**Exercise aim**:
Filter the entries and keep only the lines where the string "instance" appears.

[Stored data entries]
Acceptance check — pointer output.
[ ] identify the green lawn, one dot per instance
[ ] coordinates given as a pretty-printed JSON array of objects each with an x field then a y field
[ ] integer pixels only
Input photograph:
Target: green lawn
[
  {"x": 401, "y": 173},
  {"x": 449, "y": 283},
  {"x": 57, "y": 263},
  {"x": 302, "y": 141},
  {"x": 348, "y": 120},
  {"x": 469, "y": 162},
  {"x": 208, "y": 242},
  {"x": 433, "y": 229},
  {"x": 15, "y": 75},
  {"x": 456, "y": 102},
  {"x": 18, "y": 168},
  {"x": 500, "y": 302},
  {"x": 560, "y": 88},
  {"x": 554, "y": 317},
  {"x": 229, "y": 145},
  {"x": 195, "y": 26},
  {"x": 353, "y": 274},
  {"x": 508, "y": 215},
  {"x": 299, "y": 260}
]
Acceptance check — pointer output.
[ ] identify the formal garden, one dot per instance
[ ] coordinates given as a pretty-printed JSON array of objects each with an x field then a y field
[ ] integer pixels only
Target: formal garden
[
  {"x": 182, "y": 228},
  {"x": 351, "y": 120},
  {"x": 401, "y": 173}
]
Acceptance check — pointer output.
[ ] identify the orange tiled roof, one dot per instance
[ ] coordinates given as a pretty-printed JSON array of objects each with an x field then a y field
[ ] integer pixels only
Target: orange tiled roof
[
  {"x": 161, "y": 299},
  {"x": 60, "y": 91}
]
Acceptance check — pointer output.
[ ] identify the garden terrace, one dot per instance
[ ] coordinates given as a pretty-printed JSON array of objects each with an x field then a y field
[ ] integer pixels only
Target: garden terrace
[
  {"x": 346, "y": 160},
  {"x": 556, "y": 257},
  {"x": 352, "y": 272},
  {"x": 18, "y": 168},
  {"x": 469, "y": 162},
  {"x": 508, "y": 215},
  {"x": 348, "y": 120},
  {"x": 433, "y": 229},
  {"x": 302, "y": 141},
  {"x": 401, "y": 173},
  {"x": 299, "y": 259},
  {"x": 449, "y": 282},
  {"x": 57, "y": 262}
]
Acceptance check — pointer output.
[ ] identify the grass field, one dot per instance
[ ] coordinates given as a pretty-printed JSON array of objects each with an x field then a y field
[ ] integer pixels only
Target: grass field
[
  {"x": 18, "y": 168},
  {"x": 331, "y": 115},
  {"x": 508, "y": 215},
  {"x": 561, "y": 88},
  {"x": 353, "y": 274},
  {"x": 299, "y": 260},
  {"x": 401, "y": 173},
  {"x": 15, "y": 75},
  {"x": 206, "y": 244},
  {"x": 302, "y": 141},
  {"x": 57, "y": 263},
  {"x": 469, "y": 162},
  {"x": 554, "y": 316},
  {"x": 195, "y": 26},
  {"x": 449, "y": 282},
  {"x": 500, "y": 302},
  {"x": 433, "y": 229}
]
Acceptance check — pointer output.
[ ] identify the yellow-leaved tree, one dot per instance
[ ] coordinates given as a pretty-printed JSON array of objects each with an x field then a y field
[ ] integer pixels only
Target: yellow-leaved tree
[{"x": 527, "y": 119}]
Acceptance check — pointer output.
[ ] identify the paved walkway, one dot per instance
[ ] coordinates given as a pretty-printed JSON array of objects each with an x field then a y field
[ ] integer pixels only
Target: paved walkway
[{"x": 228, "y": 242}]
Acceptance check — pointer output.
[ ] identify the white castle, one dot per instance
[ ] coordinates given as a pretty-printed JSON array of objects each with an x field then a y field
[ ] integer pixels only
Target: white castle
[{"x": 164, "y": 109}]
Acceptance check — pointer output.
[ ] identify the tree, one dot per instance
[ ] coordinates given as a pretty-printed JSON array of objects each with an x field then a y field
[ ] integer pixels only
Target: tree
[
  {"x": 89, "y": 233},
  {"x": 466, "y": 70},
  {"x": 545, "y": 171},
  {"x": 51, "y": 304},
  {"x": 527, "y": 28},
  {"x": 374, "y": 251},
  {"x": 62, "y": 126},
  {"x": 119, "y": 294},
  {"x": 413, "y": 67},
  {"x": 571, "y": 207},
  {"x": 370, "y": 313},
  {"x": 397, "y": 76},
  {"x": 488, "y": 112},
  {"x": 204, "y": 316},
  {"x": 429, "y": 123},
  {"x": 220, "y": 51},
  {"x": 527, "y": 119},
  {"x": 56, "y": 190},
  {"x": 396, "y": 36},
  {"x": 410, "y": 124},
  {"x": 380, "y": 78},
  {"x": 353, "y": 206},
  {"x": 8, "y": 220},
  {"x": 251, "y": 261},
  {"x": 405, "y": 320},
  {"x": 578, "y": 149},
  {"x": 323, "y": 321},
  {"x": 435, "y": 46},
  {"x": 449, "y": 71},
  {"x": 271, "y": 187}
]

**Response to this task**:
[ ] identify the green lawn, one dot per instance
[ ] identify the formal garden, one dot per instance
[ ] identify the orange tiled roof, one dot per instance
[ ] identify the garden terrace, one dot per instance
[ ] identify the grass field, one dot per instance
[ ] identify the yellow-leaved tree, one dot per instance
[ ] identify the paved walkway, one dot per instance
[ ] identify the white castle, one dot per instance
[ ] identify the tree, one dot per instance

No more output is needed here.